• _Texto do exercício_
>>

Rets - E quem são esses homens? Como eles reagem a essa abordagem?


Jorge Lyra - Se analisarmos os jovens com quem trabalhamos, são predominantemente pobres e principalmente negros. Com isto não estamos dizendo que a paternidade, a maternidade e a gravidez na adolescência são prerrogativas dos pobres e negros. Mas não tem como não enxergarmos essa realidade. Nós temos tido um cuidado muito grande com essa discussão no Papai e junto aos jovens. A gente tem cruzado os dados de gênero e idade, ou geração, e raça, fazendo um recorte de todas essas informações para estruturar uma análise mais complexa, mais rica.


No trabalho direto com os jovens pais, eu teria inúmeras histórias para contar, mas, só para dar um exemplo de como eles se sentem estranhos no serviço de saúde: quando a gente faz o contato, quando a gente convida para os grupos, às vezes eles tomam um susto. Teve um, certa vez, numa sala de espera de hospital, que disse: "Não é pra eu estar aqui, não?". E a gente diz: "Claro! Sim! Venha, participe do grupo!”.


 


Rets - Hoje em dia, pelo menos aqui no Rio de Janeiro, é comum ver homens passeando sozinhos com os filhos, participando de forma mais ativa na sua educação. Esse é apenas um fenômeno dos grandes centros urbanos?


Jorge Lyra - Acho que é geral. O que se tem como norma cultural no caso da zona rural é a figura do homem "sério", do “homem de bem” que assume a paternidade. Essa assunção não necessariamente passa pela imagem midiática, que eu ironizo que é comercial de margarina, com todos felizes em volta da mesa, geralmente uma família nuclear com no máximo dois filhos. O que encontramos na zona rural é uma postura que passa pela questão da honra, de assumir suas responsabilidades, em que ainda é muito forte o conceito do provedor financeiro. Por outro lado, a mídia abre possibilidades de chegar à imagem de um homem, um pai mais participativo em todos os lugares. E a gente começa a conhecer histórias de outros lugares, de cidades do interior, de homens que querem acompanhar os filhos, ter acesso a eles, e não conseguem.


 


Rets - Em relação à paternidade, o novo Código Civil acompanhou as transformações ocorridas nas relações de gênero?

<<

• _Usando as informações_
(1) Edite o trecho da entrevista sobre paternidade que começa em "Jorge Lyra - Se" e segue até "complexa, mais rica.", trocando "predominantemente" por "majoritariamente".
(2) Na entrevista sobre paternidade, quais são os dados que a equipe tem cruzado em sua análise?
(3) Prossiga com a entrevista sobre paternidade a partir do ponto em que ela termina.

Itens de uma fonte de dados:

>>

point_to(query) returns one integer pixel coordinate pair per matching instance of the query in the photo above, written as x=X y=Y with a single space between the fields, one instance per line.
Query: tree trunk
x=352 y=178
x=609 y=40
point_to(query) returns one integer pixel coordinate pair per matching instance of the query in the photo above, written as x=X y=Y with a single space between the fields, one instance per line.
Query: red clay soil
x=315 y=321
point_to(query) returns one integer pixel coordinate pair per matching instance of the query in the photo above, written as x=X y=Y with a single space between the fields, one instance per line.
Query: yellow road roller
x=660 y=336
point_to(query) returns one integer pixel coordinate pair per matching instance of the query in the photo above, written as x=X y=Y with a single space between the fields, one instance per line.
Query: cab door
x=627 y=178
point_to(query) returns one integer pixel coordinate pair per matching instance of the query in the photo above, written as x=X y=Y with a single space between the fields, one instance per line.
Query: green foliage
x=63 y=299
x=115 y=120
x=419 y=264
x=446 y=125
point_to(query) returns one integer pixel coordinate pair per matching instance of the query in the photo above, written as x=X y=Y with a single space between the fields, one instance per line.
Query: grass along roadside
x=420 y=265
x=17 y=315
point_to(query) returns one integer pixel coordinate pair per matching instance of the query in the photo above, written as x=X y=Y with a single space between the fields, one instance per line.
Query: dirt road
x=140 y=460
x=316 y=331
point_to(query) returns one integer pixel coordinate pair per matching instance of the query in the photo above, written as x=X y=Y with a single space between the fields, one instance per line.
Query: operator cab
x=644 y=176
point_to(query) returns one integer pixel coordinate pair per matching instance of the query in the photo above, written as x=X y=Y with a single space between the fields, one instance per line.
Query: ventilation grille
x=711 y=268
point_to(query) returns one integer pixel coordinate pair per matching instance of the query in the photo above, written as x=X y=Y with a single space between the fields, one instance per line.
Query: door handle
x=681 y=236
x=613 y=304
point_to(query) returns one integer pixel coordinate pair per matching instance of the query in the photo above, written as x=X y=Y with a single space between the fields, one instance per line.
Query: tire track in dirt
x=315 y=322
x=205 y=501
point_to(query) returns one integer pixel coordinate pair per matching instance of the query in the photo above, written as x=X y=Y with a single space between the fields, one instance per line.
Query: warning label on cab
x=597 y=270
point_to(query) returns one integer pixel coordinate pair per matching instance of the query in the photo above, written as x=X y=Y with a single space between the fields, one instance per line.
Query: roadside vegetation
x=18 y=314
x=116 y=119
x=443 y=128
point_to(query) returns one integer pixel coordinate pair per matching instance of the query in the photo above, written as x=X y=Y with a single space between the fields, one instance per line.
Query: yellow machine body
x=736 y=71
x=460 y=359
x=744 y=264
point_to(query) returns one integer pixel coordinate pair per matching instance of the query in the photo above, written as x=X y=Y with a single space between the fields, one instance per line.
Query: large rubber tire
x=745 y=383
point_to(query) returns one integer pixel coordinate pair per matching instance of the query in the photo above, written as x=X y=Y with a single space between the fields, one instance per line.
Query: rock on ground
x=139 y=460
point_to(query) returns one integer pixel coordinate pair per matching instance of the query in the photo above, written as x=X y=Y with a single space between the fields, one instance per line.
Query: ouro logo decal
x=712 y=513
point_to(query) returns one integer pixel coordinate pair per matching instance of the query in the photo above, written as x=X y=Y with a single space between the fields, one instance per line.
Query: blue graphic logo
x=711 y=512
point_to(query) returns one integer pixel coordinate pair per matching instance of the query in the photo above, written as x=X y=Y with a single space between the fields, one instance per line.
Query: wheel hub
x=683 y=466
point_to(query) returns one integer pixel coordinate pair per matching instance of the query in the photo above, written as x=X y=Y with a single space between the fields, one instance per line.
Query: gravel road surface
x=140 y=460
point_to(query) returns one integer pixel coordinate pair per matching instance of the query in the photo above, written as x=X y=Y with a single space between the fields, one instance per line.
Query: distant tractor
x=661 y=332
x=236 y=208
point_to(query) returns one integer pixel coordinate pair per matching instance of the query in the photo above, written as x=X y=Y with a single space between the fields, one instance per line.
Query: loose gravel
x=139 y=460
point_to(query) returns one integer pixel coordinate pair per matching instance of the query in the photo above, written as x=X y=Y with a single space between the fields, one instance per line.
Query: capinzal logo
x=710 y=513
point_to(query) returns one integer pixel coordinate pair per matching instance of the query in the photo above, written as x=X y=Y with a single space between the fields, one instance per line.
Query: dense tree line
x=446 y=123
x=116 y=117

<<

• _Respostas por tarefa_
(1)
Jorge Lyra - Se analisarmos os jovens com quem trabalhamos, são majoritariamente pobres e principalmente negros. Com isto não estamos dizendo que a paternidade, a maternidade e a gravidez na adolescência são prerrogativas dos pobres e negros. Mas não tem como não enxergarmos essa realidade. Nós temos tido um cuidado muito grande com essa discussão no Papai e junto aos jovens. A gente tem cruzado os dados de gênero e idade, ou geração, e raça, fazendo um recorte de todas essas informações para estruturar uma análise mais complexa, mais rica.

(2) Gênero; idade, ou geração; raça.

(3)
Jorge Lyra - Na concepção de família e guarda, sim. A família é pensada no espaço das relações. Mas não houve menção às famílias homossexuais. Há, naturalmente, a jurisprudência criada pelo caso da Cássia Eller, que foi uma mãe lésbica, que nos dá um grande artifício jurídico para lutar em relação a isso, e a gente vai estudar uma forma de intervenção nesse sentido. Na questão da guarda, ocorre uma mudança no que diz respeito à preferência, em princípio, para as mães. Por outro lado, o Código não fala da guarda compartilhada, que não é exercida primordialmente pelo pai ou pela mãe. Nesse ponto, existe de fato um avanço, mas o Código não chega a contemplar diretamente a questão dos homens ou da negociação. É uma questão que irá depender muito do que o juiz pensa, e a idéia comum ainda é de que a guarda deve ser entregue à mulher, à mãe. A mãe é, sempre e por princípio a melhor cuidadora.


 


Rets - E de que forma vocês têm procurado abordar o exercício da paternidade nas relações homossexuais?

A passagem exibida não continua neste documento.